SHORT TASK:
Recast all of the material below as a numbered list with one line per item, leaving out blank lines and the pictures.
:: INPUT FOR THIS TASK ::
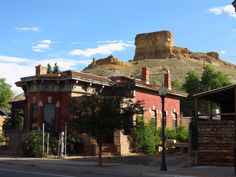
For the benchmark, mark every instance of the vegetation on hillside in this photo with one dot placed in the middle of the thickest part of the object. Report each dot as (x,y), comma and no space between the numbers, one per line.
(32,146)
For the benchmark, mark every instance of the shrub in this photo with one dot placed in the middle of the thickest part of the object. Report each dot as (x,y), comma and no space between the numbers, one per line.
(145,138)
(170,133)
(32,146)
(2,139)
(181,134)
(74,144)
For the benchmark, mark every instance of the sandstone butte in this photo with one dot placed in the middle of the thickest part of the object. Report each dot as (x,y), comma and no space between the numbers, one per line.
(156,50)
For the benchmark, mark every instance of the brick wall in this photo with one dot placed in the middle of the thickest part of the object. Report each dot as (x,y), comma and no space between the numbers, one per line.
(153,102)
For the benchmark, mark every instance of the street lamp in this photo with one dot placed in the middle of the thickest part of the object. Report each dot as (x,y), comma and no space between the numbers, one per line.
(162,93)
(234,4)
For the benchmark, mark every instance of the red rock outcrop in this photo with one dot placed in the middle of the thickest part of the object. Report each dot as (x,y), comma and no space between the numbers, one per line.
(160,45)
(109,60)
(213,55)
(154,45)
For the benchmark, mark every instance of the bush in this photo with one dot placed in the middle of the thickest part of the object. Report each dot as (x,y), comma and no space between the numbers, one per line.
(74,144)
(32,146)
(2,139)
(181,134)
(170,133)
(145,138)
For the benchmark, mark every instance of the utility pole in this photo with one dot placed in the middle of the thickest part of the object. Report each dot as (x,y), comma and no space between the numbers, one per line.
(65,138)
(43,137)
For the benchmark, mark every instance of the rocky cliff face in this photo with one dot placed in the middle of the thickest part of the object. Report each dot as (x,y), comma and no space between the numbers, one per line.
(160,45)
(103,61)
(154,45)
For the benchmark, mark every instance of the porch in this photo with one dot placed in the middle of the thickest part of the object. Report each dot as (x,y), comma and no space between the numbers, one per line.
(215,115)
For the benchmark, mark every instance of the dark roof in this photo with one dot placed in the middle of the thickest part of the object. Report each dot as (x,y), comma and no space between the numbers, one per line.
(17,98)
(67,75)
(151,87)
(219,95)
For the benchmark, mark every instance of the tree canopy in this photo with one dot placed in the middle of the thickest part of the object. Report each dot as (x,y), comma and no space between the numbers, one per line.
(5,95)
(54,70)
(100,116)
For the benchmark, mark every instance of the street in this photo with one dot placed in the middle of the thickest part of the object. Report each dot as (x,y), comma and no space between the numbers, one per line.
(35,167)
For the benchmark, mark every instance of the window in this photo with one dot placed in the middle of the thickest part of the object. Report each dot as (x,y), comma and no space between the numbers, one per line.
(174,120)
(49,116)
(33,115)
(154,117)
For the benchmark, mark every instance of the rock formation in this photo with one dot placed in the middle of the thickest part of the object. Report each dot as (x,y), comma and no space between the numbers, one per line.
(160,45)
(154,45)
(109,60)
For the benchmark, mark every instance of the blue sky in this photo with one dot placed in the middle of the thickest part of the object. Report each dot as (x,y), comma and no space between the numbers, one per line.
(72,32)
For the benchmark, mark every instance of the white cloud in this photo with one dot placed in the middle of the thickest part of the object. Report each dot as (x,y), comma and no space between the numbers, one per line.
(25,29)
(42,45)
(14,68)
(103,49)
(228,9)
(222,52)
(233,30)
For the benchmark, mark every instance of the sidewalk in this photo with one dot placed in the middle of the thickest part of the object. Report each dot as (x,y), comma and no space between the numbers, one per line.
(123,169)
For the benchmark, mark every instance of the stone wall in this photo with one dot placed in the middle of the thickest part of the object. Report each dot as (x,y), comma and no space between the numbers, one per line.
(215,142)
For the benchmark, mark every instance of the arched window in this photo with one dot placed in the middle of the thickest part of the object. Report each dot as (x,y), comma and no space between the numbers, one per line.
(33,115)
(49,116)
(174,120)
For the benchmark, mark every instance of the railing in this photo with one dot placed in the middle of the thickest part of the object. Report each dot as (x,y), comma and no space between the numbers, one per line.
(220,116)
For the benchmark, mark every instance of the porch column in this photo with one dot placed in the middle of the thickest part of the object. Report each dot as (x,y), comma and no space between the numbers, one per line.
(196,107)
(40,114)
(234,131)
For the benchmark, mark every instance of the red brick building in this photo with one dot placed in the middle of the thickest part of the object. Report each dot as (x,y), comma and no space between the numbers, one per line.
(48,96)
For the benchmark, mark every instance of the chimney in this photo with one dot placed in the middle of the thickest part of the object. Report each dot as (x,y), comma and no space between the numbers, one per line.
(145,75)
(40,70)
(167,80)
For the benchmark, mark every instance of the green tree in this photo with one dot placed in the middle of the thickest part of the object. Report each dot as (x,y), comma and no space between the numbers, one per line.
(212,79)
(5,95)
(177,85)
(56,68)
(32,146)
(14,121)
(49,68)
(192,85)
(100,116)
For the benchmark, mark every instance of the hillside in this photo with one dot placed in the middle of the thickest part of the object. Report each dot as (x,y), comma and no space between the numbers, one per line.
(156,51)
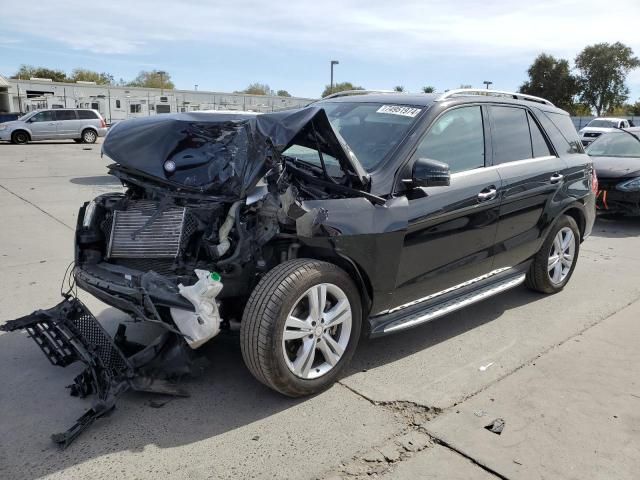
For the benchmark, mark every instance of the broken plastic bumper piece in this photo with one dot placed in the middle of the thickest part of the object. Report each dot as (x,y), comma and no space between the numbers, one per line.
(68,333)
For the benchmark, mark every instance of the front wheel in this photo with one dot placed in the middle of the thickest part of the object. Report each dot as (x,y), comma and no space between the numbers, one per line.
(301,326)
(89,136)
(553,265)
:::
WORKED SOLUTION:
1. For the benchmark, mark every instance of the vegetation on hillside in this photo with one dot placed in the middle of the thickest part of the object. Report each dot as (x,y), comma and no space between the numbers, one per line.
2. (32,146)
3. For the benchmark, mark every instance of the shrub in this photo with one dot placed in the middle of the thickest part of the object. Report each dot as (x,y), comma and no space between the numbers, one per line.
4. (145,138)
5. (170,133)
6. (32,146)
7. (2,139)
8. (181,134)
9. (74,144)
10. For the benchmark, mark every instance of the sandstone butte in this photo with one dot placed in the middle of the thickest part of the object. Report each dot as (x,y), comma and no space between the numbers, one per line.
11. (156,50)
12. For the benchmark, mark every instance of the brick wall in this photo with one dot placed in the middle of the thickest part of the object. Report each dot as (x,y), comma and no space between the numbers, one per line.
13. (153,102)
14. For the benchmark, mark every instance of the street lamp in this photo with one dot placed in the middle of the thickest part of the object. Report each dot as (x,y), comma and no space between the numbers, one per line.
15. (162,93)
16. (234,4)
17. For the benchmark, mark every instance of the red rock outcrop in this photo with one dot placed in the middle of the thickest part of the object. Report each dot as (x,y), comma and no space between the numbers, one per line.
18. (160,45)
19. (109,60)
20. (213,55)
21. (154,45)
22. For the benchmark, mark every instance of the bush in this photo with one dot placed in the middle of the thickest part of the object. Report each dot as (x,y), comma and no space between the numbers, one per line.
23. (74,144)
24. (32,146)
25. (2,139)
26. (181,134)
27. (170,133)
28. (145,138)
29. For the benchmark, mark every instance of the utility pole in this photo with one dot placed in the middle of the thickest part of the object. Report each dot as (x,y), comma and no space between the numbers, one per line.
30. (65,138)
31. (43,137)
32. For the benchmark, mark every instance of the rocky cliff face in this photo with one dot placed in the middle of the thickest part of the object. Report each dot as (x,y), comma and no space between the numbers, one per line.
33. (160,45)
34. (103,61)
35. (154,45)
36. For the benchmark, mark every instance of the porch in this photo with one dot placed in the middle of the thickest part of the object. Report each dot as (x,y), comma and no space between the numbers, one per line.
37. (215,115)
38. For the benchmark, mark every instance of the dark roof in this photo with one dot placed in the middle of the thickest part of the object. Report each dot as (x,y), comma and no space between the numbers, one per line.
39. (17,98)
40. (67,75)
41. (151,87)
42. (219,95)
43. For the benchmark, mark every instance of the tree canopy in this photo with one dot placed in the middle of the thickest part of the object. Report each dot as (x,y), comma and no space between the numbers, one per line.
44. (5,95)
45. (54,70)
46. (100,116)
47. For the benchmark, mark every instance of the street in this photo with one dot placed in the middle of the thickest part of the object. Report each dot as (x,y), comma and no space between the numbers, one per line.
48. (35,167)
49. For the benchmark, mark every instance of the window in this photo with one dot placed in the middle of the thickest part of the object. Report each dot as (x,y), comma and no space between the numbers, one per line.
50. (174,120)
51. (49,116)
52. (33,115)
53. (154,117)
54. For the benchmark, mark every instance of the rock formation in this photo with one dot placed in the middle of the thickest part of the object. Report each dot as (x,y), comma and no space between the numbers, one per line.
55. (160,45)
56. (154,45)
57. (109,60)
58. For the benchmark, mark every instance of the blue sky in this photo with one dot placed in the middle of the thickest part of the object. Report each dot as (x,y), comma and no space between the numbers, one per line.
59. (72,32)
60. For the benchmark, mark every instance of the white cloud in this photo with one dot placed in the middle of the thickest part of the object. Report each dot as (x,y), comma and no space between the numbers, one per line.
61. (25,29)
62. (42,45)
63. (14,68)
64. (103,49)
65. (228,9)
66. (222,52)
67. (233,30)
68. For the benchmark, mark every instance of the sidewalk in this photo with one dot placed in the middle of the thickest part of the object. Report each dot as (x,y), comma and no space between the numbers, one per line.
69. (123,169)
70. For the benchmark, mark every instance of the stone wall in this photo with one dot placed in the middle of the thickest part of the object. Report each dot as (x,y), comma and no space between the numbers, one per line.
71. (215,142)
72. For the benchmark, mark every instance of the arched window in this photo with one dot placed in the middle of the thickest part of the object. Report each dot as (x,y), comma and no space between the numbers, one per line.
73. (33,115)
74. (49,116)
75. (174,120)
76. For the benchmark, mark every instance of the railing in this photo with one dot placed in the middle of the thickest part of the object. Report each dot as (x,y), comma and no space between the numbers, one per line.
77. (220,116)
78. For the benchmark, mark every instance of the porch column in this photo with one dot placed in the middle of the thickest part of the object. Report each dot as (x,y), comma and no space between the numbers, one per line.
79. (196,107)
80. (40,114)
81. (234,131)
82. For the benchmark, mark every instance of the red brick building in this photo with one dot placed in the middle of the thickest part of the object. Report each dot as (x,y), comma and no space between the numbers, one per line.
83. (48,96)
84. For the benchmark, mark every instance of the chimney in this photo with one dot placed in the middle of the thickest part of the object. Report each dot as (x,y), comma and no space between the numbers, one per line.
85. (145,75)
86. (40,70)
87. (167,80)
88. For the benchmark, mark every instance of the green tree in this photo with one dot placed in the middle of the thickest part of the object. Report each dot as (x,y), comma and no space between the numbers, one per line.
89. (212,79)
90. (5,95)
91. (177,85)
92. (56,68)
93. (32,146)
94. (14,121)
95. (49,68)
96. (192,85)
97. (100,116)
98. For the benchmark, mark every instance of the hillside in this photo with one dot placed in the middle of the thickest part of the object. Report each dot as (x,y), comma and no space between the numbers, one per line.
99. (156,51)
100. For the benchmark, mark every instance of the broken plastic bumper piece in this photo with one dot placed in the middle of the thickest part of the object. Report each dot as (x,y), comma and no space between the numbers, one per line.
101. (68,333)
102. For the benchmark, mark every instance of the front wheel in this photo with one dot placed in the middle of the thickest part of the object. Report each dot as (x,y), comma and no space between the numbers, one per line.
103. (301,326)
104. (89,136)
105. (553,265)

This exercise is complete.